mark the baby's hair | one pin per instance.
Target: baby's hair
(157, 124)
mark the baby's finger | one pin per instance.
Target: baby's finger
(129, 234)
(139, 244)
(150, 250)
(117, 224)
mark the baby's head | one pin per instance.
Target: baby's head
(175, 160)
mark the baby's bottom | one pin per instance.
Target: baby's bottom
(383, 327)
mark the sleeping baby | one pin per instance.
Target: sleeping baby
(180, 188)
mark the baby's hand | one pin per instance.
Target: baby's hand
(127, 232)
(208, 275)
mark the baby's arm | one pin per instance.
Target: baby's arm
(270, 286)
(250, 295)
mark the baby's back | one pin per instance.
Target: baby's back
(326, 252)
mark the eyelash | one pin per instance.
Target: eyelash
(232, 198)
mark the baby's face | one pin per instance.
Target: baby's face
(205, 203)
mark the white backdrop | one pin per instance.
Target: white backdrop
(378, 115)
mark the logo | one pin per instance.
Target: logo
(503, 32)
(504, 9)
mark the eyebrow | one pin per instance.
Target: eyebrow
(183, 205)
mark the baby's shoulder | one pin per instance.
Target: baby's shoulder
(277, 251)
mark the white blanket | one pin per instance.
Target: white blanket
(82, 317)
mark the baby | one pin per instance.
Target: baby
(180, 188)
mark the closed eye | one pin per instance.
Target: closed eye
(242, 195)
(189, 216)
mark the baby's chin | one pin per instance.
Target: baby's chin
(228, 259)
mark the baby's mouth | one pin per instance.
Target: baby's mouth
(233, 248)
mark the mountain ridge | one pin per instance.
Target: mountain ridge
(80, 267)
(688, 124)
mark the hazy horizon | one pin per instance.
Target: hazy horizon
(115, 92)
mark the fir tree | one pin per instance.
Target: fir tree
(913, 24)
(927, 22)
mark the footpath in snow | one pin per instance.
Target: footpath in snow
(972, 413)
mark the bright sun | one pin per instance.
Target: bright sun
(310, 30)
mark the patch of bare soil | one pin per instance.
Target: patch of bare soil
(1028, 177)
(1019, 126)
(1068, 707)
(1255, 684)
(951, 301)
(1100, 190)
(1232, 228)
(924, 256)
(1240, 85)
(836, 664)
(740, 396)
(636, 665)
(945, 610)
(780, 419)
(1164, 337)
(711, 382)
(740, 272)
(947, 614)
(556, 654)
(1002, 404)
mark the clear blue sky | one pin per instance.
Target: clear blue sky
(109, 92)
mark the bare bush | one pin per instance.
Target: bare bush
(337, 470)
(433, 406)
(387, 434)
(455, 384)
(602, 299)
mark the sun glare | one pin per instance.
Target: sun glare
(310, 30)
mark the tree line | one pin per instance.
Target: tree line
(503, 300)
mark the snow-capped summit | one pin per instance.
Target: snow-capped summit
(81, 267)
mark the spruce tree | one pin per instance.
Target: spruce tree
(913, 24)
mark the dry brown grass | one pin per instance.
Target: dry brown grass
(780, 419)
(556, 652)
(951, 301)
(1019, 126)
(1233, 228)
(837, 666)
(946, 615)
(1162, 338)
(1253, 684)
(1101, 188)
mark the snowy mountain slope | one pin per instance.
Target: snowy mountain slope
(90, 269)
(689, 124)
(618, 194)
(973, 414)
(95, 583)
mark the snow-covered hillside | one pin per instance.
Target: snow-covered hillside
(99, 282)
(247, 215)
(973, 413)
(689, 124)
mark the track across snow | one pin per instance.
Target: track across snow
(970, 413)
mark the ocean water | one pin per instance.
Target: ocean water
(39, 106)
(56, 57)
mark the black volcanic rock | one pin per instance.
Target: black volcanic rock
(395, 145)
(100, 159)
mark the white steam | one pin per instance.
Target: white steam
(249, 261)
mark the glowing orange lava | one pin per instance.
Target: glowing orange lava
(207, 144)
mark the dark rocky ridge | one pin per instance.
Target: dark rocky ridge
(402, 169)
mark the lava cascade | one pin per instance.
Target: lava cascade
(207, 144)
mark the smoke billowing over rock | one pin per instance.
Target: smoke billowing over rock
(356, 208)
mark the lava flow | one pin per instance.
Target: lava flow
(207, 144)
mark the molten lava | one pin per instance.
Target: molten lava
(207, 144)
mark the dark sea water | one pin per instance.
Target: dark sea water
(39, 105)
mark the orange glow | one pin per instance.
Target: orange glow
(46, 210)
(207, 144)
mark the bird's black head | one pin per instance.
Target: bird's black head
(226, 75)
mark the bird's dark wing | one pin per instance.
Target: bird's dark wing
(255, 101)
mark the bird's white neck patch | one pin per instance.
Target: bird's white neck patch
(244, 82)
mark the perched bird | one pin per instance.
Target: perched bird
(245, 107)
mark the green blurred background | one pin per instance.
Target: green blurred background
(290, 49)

++++++++++++++++++++

## WORK TO COMPLETE
The answer must consist of every entry, set down exactly as given.

## ANSWER TO THE PROBLEM
mark the baby's hair | one pin per instance.
Target: baby's hair
(157, 124)
mark the baby's finger | one pin per instance.
Target: baby's finger
(129, 234)
(139, 244)
(150, 250)
(117, 224)
mark the baby's head | one pin per instance.
Target: baby's head
(175, 160)
mark the baby's bottom | one pin per instance.
Target: baby's bottom
(383, 327)
mark the sleeping baby | one pin per instance.
Target: sleeping baby
(180, 188)
mark the baby's hand | one pin per instance.
Target: baby's hand
(127, 232)
(208, 275)
mark the baby's arm | one pin per instance.
Target: baby's arm
(270, 286)
(250, 295)
mark the baby's back | one pin per instance.
Target: baby's back
(326, 252)
mark the eyelash | one pin per instance.
Target: eyelash
(232, 198)
mark the baby's face | one pin per instance.
Target: baby's face
(205, 203)
mark the white backdrop | one pin per instance.
Target: white backdrop
(378, 115)
mark the logo | one pin per instance.
Target: logo
(503, 32)
(504, 9)
mark the eyebrow | one pin per instance.
Target: eyebrow
(183, 205)
mark the baby's shoulder | one pin per instance.
Target: baby's shoulder
(277, 251)
mark the white blanket | one pin per instance.
Target: white blanket
(82, 317)
mark the baby | one pin per instance.
Target: baby
(180, 188)
mark the closed eye | one pin per instance.
Target: closed eye
(242, 195)
(189, 216)
mark the baby's chin | one pin per instance.
Target: baby's chin
(228, 259)
mark the baby's mouth | one pin per instance.
Target: baby's mouth
(233, 248)
mark the mountain ridge | one pin per instance.
Target: mountain ridge
(80, 267)
(688, 124)
mark the hazy horizon | one pin per instance.
Target: hazy horizon
(115, 92)
mark the fir tree | one pin per instance.
Target: fir tree
(913, 24)
(927, 22)
mark the footpath in snow | one pin per instance.
Target: footpath in snow
(972, 413)
mark the bright sun | one pin per instance.
Target: bright sun
(310, 30)
mark the patch of bare soil | one pin per instance.
Target: patch of bare soil
(1028, 177)
(1019, 126)
(1068, 707)
(1255, 684)
(951, 301)
(1100, 190)
(1232, 228)
(924, 256)
(1240, 85)
(836, 664)
(740, 396)
(636, 665)
(945, 610)
(780, 419)
(1164, 337)
(711, 382)
(740, 272)
(947, 614)
(556, 654)
(1002, 404)
mark the clear blue sky | one pin per instance.
Target: clear blue sky
(109, 92)
mark the bare bush | one pin per instance.
Target: bare bush
(337, 470)
(433, 406)
(387, 434)
(455, 384)
(602, 299)
mark the sun glare | one pin per instance.
Target: sun glare
(310, 30)
mark the tree line | one pin per instance.
Target: tree line
(503, 300)
mark the snow-capped summit | one pin per instance.
Target: snow-capped summit
(81, 267)
mark the spruce tree | one pin per instance.
Target: spruce tree
(913, 24)
mark the dry brown grass | one pin per instance.
Target: dry brown grass
(780, 419)
(556, 652)
(951, 301)
(1019, 126)
(1233, 228)
(837, 666)
(946, 615)
(1162, 338)
(1253, 684)
(1101, 188)
mark the snowy mountain slope | one pin per instance.
Target: snowy mountain slope
(90, 269)
(689, 124)
(618, 194)
(973, 414)
(95, 583)
mark the snow-covered hillside | one pin per instance.
Target: snow-covered hillside
(99, 282)
(247, 215)
(973, 413)
(689, 124)
mark the track across snow | one pin per instance.
Target: track across snow
(970, 413)
mark the ocean water | one pin per instance.
Target: ocean water
(39, 106)
(56, 57)
mark the black volcanic rock | one pin per instance.
Target: black volcanic rock
(395, 145)
(100, 159)
mark the white steam | one pin per instance.
Target: white steam
(249, 261)
mark the glowing orange lava | one pin per instance.
Target: glowing orange lava
(207, 144)
mark the dark rocky ridge | one pin per instance.
Target: dark rocky ridge
(402, 169)
mark the lava cascade | one pin per instance.
Target: lava cascade
(207, 144)
mark the smoke billowing over rock | one pin per instance.
Target: smoke billowing over rock
(356, 208)
mark the lava flow | one pin per instance.
Target: lava flow
(207, 144)
mark the molten lava | one pin per instance.
Target: molten lava
(207, 144)
mark the dark sea water | one pin per instance.
Target: dark sea water
(39, 105)
mark the orange glow | one pin per instance.
Target: orange glow
(46, 210)
(207, 144)
mark the bird's black head | one pin per instance.
Target: bird's black head
(226, 75)
mark the bird's dark wing | one pin per instance.
Target: bird's dark wing
(255, 101)
mark the bird's white neck patch | one pin per instance.
Target: bird's white neck patch
(244, 82)
mark the perched bird | one pin per instance.
Target: perched bird
(245, 107)
mark the green blurred background | one pin per instance.
Target: green blurred background
(290, 49)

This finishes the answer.